Request:
Print the range of lines that opens with the line containing "the round hut" and closes with the last line of the listing. Include both ends; print nothing more.

(Pointing and labeling entries)
** start **

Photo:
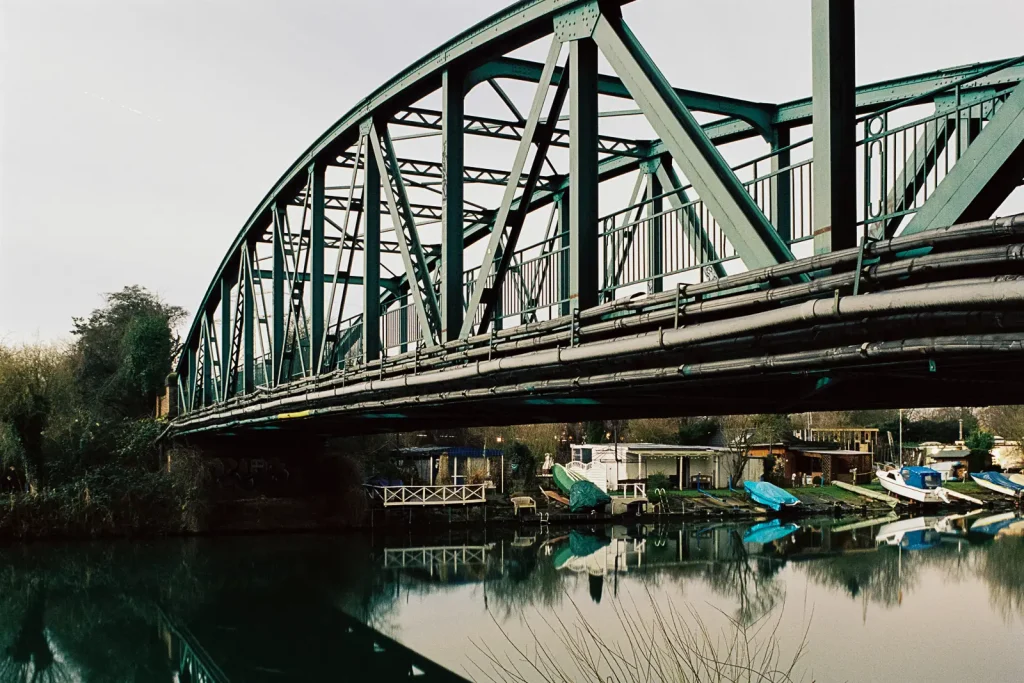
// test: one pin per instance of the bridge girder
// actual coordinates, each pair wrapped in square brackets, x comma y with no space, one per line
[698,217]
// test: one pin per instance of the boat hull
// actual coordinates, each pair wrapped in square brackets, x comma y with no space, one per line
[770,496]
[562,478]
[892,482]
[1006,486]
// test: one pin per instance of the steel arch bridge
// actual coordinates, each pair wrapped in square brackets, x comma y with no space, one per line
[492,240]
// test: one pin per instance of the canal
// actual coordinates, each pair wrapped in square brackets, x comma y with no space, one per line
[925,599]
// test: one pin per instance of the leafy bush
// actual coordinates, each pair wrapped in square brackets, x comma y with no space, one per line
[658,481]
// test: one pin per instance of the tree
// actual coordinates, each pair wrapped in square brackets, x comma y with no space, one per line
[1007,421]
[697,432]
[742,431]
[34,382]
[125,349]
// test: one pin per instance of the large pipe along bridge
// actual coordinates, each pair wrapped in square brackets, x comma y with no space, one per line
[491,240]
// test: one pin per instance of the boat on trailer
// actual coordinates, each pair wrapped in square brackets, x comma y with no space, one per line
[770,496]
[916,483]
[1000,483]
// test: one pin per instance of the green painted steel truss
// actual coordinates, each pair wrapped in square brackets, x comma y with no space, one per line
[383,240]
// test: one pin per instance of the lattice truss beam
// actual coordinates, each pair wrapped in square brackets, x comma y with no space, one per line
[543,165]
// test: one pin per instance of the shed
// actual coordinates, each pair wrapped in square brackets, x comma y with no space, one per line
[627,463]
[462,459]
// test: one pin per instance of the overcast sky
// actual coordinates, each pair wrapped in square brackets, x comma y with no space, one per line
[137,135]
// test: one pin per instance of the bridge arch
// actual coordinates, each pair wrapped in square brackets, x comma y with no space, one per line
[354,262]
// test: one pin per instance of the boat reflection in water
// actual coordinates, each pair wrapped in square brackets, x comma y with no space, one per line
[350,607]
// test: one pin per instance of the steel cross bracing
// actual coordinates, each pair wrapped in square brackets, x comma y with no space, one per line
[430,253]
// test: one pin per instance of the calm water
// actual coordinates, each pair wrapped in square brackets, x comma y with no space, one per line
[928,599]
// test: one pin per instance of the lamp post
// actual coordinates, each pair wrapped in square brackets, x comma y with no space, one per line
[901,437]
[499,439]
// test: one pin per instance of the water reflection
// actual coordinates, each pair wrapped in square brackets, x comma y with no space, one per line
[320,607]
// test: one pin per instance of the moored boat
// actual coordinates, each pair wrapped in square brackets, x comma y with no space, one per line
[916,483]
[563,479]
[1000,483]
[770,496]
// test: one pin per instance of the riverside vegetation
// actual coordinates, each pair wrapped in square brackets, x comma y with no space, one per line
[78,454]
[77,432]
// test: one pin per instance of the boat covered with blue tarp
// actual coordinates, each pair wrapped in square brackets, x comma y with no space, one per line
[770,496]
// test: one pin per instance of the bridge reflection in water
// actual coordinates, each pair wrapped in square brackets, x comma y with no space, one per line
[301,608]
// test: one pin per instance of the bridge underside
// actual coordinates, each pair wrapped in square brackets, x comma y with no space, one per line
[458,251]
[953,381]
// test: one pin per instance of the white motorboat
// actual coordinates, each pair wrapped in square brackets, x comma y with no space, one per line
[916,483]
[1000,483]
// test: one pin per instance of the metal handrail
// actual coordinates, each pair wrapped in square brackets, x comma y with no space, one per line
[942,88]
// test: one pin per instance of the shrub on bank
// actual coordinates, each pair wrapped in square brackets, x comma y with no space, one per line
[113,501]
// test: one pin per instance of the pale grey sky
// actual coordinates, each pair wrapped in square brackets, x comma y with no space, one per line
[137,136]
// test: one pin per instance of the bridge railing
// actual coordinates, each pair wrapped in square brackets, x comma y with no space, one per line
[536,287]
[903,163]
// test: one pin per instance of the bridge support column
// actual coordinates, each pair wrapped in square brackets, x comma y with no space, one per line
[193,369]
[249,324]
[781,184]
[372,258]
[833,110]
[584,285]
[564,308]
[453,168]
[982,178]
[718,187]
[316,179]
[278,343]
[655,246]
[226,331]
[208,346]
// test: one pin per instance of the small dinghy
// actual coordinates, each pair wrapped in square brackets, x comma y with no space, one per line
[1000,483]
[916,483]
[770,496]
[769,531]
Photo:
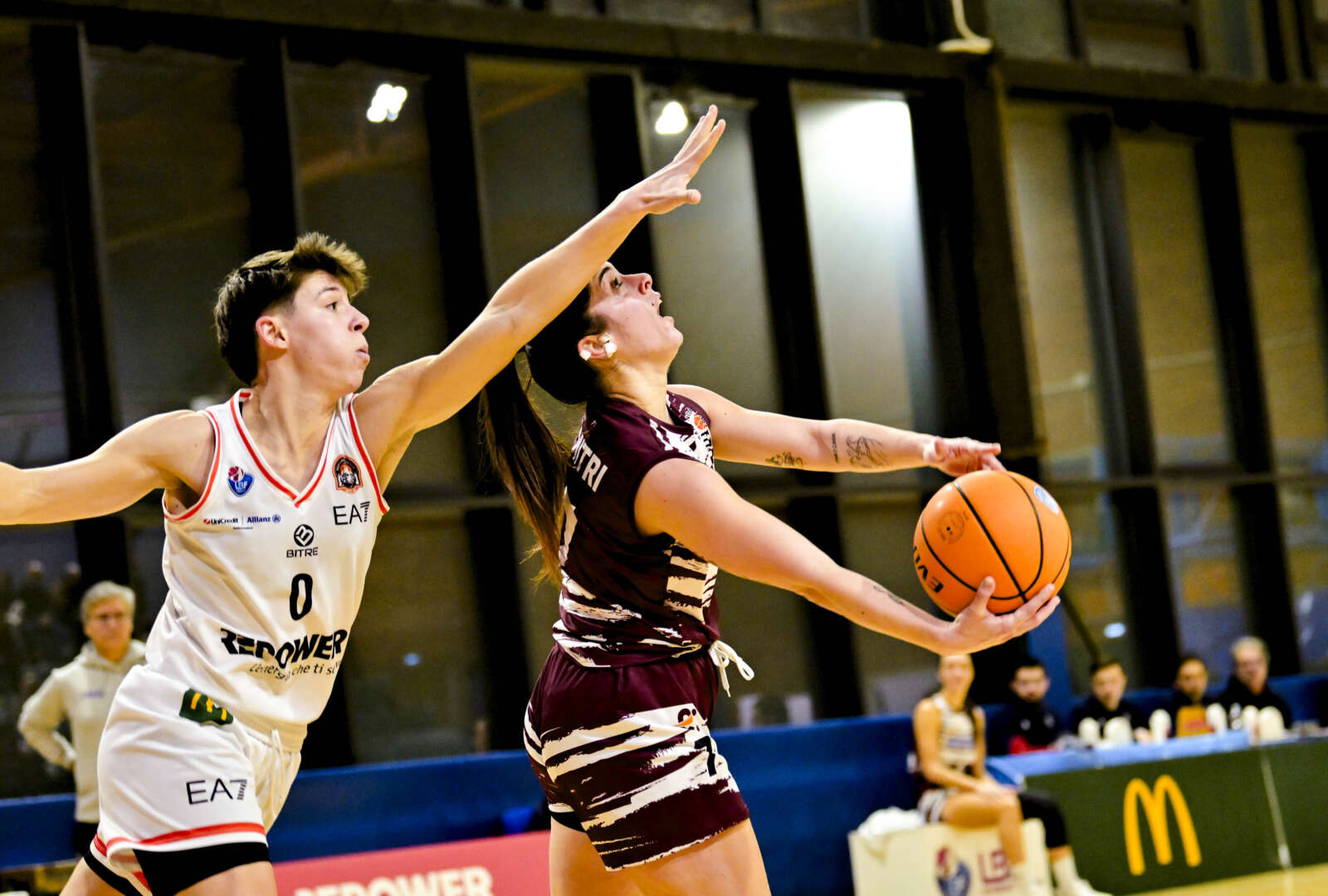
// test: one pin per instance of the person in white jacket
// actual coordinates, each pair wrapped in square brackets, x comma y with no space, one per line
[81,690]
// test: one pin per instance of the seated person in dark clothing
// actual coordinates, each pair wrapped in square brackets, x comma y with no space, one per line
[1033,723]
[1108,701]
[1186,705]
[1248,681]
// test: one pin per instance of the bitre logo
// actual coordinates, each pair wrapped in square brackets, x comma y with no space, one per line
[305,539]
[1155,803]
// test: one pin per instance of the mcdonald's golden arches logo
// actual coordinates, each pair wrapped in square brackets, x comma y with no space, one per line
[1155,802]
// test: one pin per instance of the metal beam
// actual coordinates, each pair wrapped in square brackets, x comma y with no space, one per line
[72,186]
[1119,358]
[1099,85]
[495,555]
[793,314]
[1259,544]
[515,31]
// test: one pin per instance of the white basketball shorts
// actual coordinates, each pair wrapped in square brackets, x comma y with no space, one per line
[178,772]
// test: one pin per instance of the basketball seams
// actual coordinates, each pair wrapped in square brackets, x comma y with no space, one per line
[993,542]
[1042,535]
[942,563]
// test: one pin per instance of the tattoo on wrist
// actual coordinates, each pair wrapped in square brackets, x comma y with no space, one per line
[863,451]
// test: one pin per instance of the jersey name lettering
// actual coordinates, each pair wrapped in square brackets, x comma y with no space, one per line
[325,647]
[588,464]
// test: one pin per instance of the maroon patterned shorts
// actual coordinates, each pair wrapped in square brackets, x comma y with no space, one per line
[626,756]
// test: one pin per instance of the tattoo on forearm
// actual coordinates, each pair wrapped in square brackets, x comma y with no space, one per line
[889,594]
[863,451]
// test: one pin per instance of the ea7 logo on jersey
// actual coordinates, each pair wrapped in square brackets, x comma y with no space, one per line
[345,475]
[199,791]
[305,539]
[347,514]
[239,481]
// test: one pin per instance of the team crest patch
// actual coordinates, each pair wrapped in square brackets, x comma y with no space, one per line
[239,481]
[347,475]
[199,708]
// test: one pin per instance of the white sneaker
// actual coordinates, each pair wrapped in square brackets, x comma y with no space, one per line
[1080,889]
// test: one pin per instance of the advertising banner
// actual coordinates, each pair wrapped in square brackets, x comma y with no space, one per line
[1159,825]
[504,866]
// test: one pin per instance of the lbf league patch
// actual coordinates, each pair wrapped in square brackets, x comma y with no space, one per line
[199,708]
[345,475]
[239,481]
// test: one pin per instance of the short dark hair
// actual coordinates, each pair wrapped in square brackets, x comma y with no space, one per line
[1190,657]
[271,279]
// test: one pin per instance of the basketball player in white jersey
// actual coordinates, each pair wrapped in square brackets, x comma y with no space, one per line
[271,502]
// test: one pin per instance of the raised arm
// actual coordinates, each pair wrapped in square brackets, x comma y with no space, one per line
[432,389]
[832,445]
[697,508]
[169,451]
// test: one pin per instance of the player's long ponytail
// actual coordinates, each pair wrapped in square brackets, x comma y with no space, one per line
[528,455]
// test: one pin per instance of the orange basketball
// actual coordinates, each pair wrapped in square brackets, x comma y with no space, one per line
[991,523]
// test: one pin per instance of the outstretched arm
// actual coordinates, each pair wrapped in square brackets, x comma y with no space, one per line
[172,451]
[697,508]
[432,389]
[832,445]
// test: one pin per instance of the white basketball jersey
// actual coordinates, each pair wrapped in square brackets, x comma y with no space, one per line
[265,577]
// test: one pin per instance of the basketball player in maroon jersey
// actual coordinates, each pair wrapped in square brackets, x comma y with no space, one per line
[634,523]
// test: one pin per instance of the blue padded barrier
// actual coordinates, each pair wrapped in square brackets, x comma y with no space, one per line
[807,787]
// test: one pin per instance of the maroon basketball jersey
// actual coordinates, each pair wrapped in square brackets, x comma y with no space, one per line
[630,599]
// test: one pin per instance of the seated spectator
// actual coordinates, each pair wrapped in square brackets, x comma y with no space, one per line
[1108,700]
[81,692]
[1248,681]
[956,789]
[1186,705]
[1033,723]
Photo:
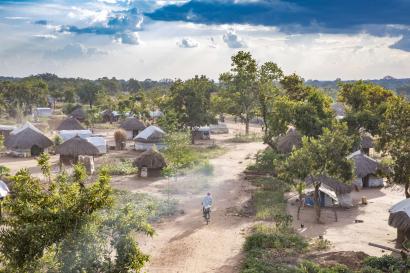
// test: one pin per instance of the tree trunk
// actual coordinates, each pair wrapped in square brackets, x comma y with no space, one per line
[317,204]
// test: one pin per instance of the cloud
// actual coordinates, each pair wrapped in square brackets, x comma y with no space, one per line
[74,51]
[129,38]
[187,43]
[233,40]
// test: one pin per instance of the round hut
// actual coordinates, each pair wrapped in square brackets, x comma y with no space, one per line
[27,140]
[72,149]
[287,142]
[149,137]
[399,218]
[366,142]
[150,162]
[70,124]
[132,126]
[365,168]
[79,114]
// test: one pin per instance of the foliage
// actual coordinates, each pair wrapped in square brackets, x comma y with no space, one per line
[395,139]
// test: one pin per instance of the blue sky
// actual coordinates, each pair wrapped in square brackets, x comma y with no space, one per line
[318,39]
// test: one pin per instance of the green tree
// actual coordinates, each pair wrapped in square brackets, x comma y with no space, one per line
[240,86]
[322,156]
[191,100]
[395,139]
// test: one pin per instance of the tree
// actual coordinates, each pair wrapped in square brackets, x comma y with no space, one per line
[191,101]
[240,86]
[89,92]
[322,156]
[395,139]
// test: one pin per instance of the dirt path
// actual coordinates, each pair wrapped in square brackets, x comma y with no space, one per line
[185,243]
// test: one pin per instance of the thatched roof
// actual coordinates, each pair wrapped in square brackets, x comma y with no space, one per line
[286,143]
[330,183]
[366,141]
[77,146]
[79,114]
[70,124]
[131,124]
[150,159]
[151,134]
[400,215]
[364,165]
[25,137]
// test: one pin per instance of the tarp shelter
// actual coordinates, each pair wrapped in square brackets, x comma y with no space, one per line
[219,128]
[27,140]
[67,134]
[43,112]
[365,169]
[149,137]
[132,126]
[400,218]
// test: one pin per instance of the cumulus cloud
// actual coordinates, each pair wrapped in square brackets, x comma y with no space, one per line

** end **

Full response:
// test: one pin per instance of the round hut
// actual coordinates, each pair wrapped in square brackets, x comma y with no space, one per line
[27,140]
[72,149]
[287,142]
[149,137]
[399,218]
[366,142]
[150,162]
[70,124]
[132,126]
[365,168]
[79,114]
// test: one pin per instance of the foliage
// actual coordinates, each pair wrapped in square brackets, x comma y with no space, one per line
[395,139]
// test: one pin per instance of the blue sky
// actual coordinates, each pair wrapped in square brackets, x comma y with no space, one per line
[318,39]
// test: one pin per instance of the green tree
// actual coordinates, each pair wrapped in square brackets, x comma y with no space, one per line
[240,86]
[322,156]
[191,100]
[395,139]
// test: one pin per instance of the tree
// actual coordinates, each pair wrapped in square brackets, x comma y with no space, one per line
[191,101]
[240,86]
[89,92]
[322,156]
[395,139]
// test: one pin per instance of the dirt path
// actual coordinates, each pair wrapped in square brackets, x comma y with no space, one per line
[185,243]
// test: one pin per instance of the thatched roof
// actual coordinates, each pair wrapped in square brackets, x comma y with no space, one per line
[286,143]
[330,183]
[366,141]
[77,146]
[79,114]
[70,124]
[131,124]
[150,159]
[151,134]
[400,215]
[364,165]
[25,137]
// test: one pin per instance of the tarp shelter
// actual coordinates, each pair wrapped in square brackets, x comma y with no space, one per line
[219,128]
[27,140]
[67,134]
[43,112]
[365,169]
[149,137]
[132,126]
[400,218]
// test: one pin per instance of the cumulus cloud
// actual coordinates, each pair wrapped in square brackets, x comma y with no space, one per line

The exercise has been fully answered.